→ Request 1
In the vector graphics guide, list the numbered steps given under "Extracting Graphics".
→ Request 2
Print the stretch of the vector graphics guide that starts at the words "In this chapter, we’ll" and ends after "to other pages.".

→ Source excerpt
Working with Vector Graphics using Python

In this chapter, we’ll explore how to use the powerful GraphicsAbsorber class to interact with vector graphics within PDF documents. Whether you need to move, remove, or add graphics, this guide will show you how to perform these tasks effectively.

Introduction

Vector graphics are a crucial component of many PDF documents, used to represent images, shapes, and other graphical elements. Aspose.PDF provides the GraphicsAbsorber class, which allows developers to programmatically access and manipulate these graphics. By using the Visit method of GraphicsAbsorber, you can extract vector graphics from a specified page and perform various operations, such as moving, removing, or copying them to other pages.

Extracting Graphics

The first step in working with vector graphics is to extract them from a PDF document. Here’s how you can do it using the GraphicsAbsorber class:

  1. Open the PDF Document.
  2. Initialize the GraphicsAbsorber.
  3. Select the Target Page.
  4. Extract Graphics from the Page.
  5. Iterate and Display Extracted Elements.

    import aspose.pdf as ap

    path_infile = self.data_dir + infile

    # Open PDF document
    with ap.Document(path_infile) as document:
        # Create an instance of GraphicsAbsorber
        with ap.vector.GraphicsAbsorber() as graphics_absorber:
            # Select the first page of the document
            page = document.pages[1]
            # Use the `Visit` method to extract graphics from the page
            graphics_absorber.visit(page)
            # Display information about the extracted elements
            for element in graphics_absorber.elements:
                print(f"Page Number: {element.source_page.number}")
                print(f"Position: ({element.position.x}, {element.position.y})")
                print(f"Number of Operators: {element.operators.length}")

The GraphicsAbsorber class is part of the aspose.pdf.vector namespace and is specifically designed to interact with vector graphics within PDF documents.

Moving Graphics

Once you have extracted the graphics, you can move them to a different position on the same page. Here’s how you can achieve this:

  1. Open the PDF Document.
  2. Initialize the GraphicsAbsorber.
  3. Select the Target Page.
  4. Extracting Graphic Elements.
  5. Suspending Updates for Performance.
  6. Modifying Graphic Element Positions.
  7. Resuming Updates and Applying Changes.
  8. Saving the Updated Document.

    import aspose.pdf as ap

    path_infile = self.data_dir + infile
    path_outfile = self.data_dir + outfile

    # Open PDF document
    with ap.Document(path_infile) as document:
        # Create a GraphicsAbsorber instance
        with ap.vector.GraphicsAbsorber() as graphics_absorber:
            # Select the first page of the document
            page = document.pages[1]
            # Extract graphic elements from the page
            graphics_absorber.visit(page)

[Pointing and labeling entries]
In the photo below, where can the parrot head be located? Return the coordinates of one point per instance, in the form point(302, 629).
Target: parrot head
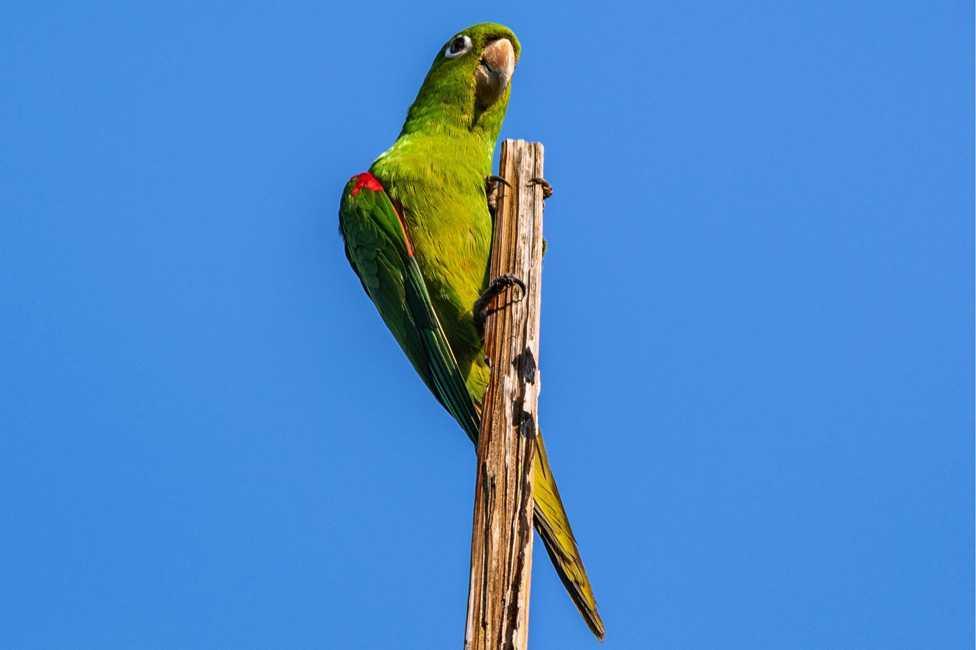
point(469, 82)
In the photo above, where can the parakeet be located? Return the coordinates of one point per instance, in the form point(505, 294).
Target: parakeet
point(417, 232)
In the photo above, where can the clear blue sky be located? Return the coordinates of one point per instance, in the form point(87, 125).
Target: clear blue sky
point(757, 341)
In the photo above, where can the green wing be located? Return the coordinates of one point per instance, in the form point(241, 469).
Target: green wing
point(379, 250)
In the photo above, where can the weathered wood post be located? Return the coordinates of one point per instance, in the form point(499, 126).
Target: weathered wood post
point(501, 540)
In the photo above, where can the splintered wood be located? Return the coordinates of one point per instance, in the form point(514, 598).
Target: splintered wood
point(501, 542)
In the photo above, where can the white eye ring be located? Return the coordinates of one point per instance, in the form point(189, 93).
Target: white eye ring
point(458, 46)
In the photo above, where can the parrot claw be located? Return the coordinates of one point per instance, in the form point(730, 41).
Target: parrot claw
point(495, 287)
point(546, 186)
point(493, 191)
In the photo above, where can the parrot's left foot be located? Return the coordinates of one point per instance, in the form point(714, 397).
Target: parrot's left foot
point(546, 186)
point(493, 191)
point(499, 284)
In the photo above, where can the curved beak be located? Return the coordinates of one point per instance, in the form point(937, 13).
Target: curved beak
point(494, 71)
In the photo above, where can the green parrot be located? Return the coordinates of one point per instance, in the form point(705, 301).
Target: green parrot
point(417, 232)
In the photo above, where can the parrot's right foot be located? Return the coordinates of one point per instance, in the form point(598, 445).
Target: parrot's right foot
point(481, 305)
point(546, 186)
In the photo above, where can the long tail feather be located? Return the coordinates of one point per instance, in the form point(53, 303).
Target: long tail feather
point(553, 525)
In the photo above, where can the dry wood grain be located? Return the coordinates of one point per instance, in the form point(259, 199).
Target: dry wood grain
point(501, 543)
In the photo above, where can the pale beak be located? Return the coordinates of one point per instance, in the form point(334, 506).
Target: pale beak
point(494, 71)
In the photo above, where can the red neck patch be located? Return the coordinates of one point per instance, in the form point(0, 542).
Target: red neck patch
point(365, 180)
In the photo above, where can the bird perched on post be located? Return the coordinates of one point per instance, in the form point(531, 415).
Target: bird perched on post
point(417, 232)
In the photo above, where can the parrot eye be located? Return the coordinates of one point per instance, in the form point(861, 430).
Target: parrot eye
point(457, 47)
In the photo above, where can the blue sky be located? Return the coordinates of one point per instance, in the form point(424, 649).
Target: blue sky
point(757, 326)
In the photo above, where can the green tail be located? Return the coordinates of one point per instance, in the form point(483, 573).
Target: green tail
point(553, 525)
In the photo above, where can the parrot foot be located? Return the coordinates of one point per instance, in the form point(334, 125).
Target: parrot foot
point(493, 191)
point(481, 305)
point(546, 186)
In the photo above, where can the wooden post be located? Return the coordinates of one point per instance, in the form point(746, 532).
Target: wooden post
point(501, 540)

* * *

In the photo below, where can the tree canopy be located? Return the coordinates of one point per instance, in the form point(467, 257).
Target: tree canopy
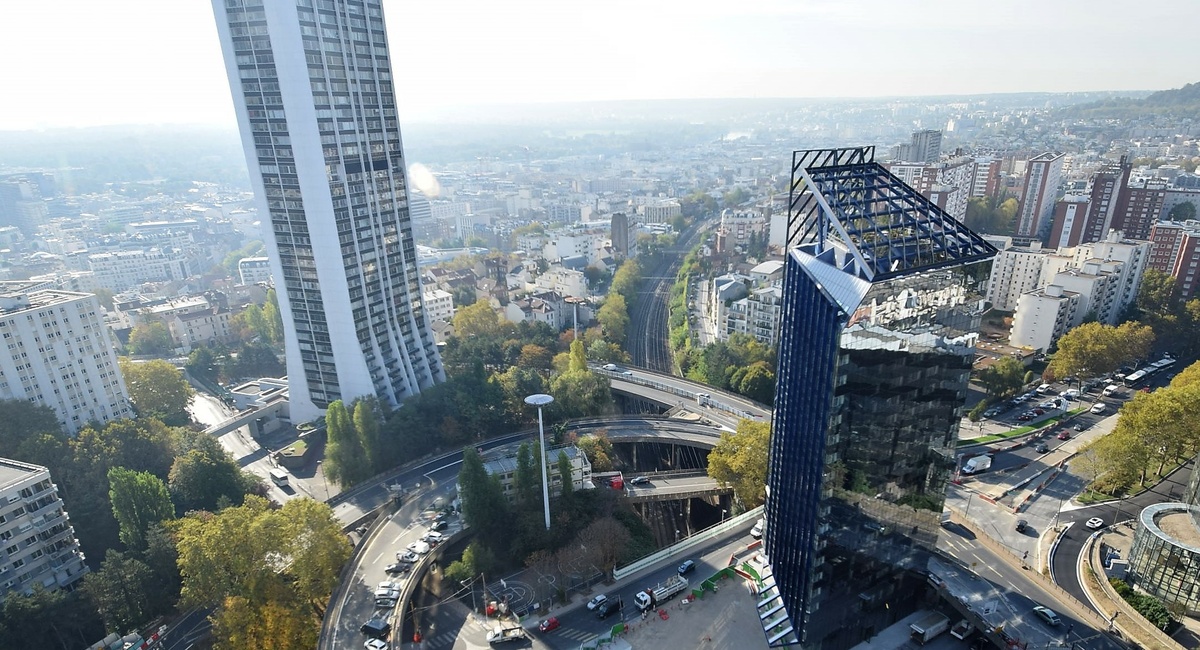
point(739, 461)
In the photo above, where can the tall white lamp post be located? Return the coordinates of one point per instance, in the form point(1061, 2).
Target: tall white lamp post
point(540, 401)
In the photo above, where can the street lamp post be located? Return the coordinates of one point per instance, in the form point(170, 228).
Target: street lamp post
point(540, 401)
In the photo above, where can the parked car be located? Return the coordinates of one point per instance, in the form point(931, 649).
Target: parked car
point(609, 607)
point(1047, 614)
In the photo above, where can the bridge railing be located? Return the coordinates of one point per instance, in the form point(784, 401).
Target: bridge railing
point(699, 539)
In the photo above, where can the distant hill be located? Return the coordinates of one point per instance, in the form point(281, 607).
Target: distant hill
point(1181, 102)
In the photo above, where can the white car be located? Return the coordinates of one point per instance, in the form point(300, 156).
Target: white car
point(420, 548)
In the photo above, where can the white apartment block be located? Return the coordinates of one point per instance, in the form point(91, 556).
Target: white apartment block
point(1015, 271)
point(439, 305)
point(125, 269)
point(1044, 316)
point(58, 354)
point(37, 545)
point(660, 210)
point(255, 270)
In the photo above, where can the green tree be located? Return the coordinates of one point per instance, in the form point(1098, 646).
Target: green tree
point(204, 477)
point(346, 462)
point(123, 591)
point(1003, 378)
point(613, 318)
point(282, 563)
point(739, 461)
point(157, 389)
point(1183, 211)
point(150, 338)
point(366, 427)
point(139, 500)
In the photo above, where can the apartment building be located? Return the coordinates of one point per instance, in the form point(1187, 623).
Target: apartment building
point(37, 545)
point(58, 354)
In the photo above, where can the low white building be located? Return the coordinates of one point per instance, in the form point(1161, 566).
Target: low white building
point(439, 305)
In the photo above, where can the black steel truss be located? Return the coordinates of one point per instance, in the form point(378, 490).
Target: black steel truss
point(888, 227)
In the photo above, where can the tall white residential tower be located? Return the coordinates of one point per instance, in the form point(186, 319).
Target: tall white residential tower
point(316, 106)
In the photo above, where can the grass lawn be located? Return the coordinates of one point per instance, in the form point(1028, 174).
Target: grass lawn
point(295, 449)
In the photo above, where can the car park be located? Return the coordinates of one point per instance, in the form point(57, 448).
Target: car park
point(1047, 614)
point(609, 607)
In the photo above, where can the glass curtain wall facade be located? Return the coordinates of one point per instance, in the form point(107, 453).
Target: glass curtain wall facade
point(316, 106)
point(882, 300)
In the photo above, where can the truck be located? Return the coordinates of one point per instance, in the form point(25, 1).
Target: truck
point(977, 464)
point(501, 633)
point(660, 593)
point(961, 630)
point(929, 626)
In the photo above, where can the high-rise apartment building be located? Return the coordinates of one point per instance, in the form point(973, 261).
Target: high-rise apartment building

→ Exercise answer 1
1. Open the PDF Document.
2. Initialize the GraphicsAbsorber.
3. Select the Target Page.
4. Extract Graphics from the Page.
5. Iterate and Display Extracted Elements.

→ Exercise answer 2
In this chapter, we’ll explore how to use the powerful GraphicsAbsorber class to interact with vector graphics within PDF documents. Whether you need to move, remove, or add graphics, this guide will show you how to perform these tasks effectively.

Introduction

Vector graphics are a crucial component of many PDF documents, used to represent images, shapes, and other graphical elements. Aspose.PDF provides the GraphicsAbsorber class, which allows developers to programmatically access and manipulate these graphics. By using the Visit method of GraphicsAbsorber, you can extract vector graphics from a specified page and perform various operations, such as moving, removing, or copying them to other pages.